Selected passage »
+===+

[R-sig-DB] concurrent reading/writing in "chunks" with RSQLite (need some help troubleshooting)

Jonathan Greenberg greenberg @end|ng |rom ucd@v|@@edu
Mon Jul 5 21:36:52 CEST 2010


Keith and Seth (and r-sig-db'ers):

I somewhat understand the difference between both of your solutions --
Seth, I'm not a database person (quickly learning tho) but does your
code hold the output in memory before writing it all at the end (via
dbCommit), or is each iteration's output being stored in some "waiting
room" (on disk) where it gets written at the very end?  The key (for
my purposes) is to avoid keeping more than a chunk's worth of input
AND output in memory at any one time.

Along the lines of Keith's solution, I noticed the COUNT query can be
VERY slow -- there is no rapid way of getting the number of rows in a
database table?

Thanks again!

--j

On Tue, Jun 29, 2010 at 9:50 PM, kMan <kchamberln using gmail.com> wrote:
> Hi Seth,
>
> This particular list requires considerable stretching on my part, so I would not be surprised if I missed a goal implied by the code style used or off-list correspondence.

+===+

Given instruction »
Could you transcribe the RSQLite thread word for word, starting at "I somewhat understand" and ending at "any one time."?

+===+

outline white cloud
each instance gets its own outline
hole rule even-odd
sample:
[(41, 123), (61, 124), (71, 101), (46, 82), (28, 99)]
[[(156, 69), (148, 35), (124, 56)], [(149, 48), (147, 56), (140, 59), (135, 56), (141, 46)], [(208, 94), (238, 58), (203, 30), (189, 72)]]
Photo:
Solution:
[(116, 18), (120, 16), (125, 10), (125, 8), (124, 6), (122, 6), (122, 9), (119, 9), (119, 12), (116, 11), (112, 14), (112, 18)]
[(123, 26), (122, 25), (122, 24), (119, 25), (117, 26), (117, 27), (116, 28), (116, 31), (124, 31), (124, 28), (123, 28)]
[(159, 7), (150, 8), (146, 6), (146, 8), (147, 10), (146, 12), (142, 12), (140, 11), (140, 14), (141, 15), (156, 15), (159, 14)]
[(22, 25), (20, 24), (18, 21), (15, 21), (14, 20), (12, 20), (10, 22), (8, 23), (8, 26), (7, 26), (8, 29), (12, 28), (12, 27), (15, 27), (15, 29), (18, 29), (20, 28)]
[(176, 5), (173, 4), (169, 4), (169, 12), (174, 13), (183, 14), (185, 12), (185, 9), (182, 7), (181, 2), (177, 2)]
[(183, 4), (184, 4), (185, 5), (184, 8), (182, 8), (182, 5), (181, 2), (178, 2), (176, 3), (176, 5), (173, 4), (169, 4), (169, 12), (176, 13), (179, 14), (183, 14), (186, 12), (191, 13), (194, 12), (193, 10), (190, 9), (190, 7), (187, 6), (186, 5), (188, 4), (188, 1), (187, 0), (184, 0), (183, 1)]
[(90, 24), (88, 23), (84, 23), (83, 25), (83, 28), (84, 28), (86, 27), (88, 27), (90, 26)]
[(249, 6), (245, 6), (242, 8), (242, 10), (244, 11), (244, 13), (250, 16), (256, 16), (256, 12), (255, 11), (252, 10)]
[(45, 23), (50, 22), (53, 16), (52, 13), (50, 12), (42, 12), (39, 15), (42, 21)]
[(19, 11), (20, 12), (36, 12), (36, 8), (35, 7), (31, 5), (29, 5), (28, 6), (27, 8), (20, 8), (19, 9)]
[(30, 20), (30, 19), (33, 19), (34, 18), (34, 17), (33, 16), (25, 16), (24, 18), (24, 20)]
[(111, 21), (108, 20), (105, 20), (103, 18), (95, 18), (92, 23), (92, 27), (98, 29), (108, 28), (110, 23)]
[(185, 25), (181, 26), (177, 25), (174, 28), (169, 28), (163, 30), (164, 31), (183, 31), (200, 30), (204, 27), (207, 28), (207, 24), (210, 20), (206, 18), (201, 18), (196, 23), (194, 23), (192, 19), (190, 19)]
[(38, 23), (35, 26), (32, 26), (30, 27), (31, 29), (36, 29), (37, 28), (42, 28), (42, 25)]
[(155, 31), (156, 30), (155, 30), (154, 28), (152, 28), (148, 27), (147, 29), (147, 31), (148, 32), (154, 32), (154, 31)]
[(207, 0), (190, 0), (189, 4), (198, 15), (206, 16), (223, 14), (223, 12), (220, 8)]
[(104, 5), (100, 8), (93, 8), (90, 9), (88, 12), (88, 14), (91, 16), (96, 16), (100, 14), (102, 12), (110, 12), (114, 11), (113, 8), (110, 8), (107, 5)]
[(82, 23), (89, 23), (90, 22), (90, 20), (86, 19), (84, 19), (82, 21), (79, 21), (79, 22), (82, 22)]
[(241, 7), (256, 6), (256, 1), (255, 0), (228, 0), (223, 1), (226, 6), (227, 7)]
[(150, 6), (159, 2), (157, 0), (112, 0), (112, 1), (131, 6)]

+===+

Exercise result »
I somewhat understand the difference between both of your solutions --
Seth, I'm not a database person (quickly learning tho) but does your
code hold the output in memory before writing it all at the end (via
dbCommit), or is each iteration's output being stored in some "waiting
room" (on disk) where it gets written at the very end?  The key (for
my purposes) is to avoid keeping more than a chunk's worth of input
AND output in memory at any one time.